Task details: Rewrite every entry below with "window" swapped for "opening" and everything else left as it is.

Entries shown:
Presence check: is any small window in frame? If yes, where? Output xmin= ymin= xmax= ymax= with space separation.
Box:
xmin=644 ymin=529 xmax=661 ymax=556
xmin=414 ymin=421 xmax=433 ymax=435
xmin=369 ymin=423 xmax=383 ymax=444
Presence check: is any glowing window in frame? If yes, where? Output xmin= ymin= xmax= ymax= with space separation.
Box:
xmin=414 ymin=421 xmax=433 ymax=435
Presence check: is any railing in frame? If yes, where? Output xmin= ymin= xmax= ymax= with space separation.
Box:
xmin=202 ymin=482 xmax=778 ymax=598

Answer:
Presence check: is any small opening in frame? If yes, where? Output xmin= ymin= xmax= ymax= with space separation.
Box:
xmin=644 ymin=529 xmax=661 ymax=556
xmin=414 ymin=421 xmax=433 ymax=435
xmin=369 ymin=423 xmax=383 ymax=444
Presence check: is any glowing opening in frame? If yes, where? Output xmin= ymin= xmax= ymax= with space separation.
Box:
xmin=414 ymin=421 xmax=433 ymax=435
Presence check: is any railing in frame? If yes, where? Output xmin= ymin= xmax= ymax= with space separation.
Box:
xmin=202 ymin=482 xmax=778 ymax=598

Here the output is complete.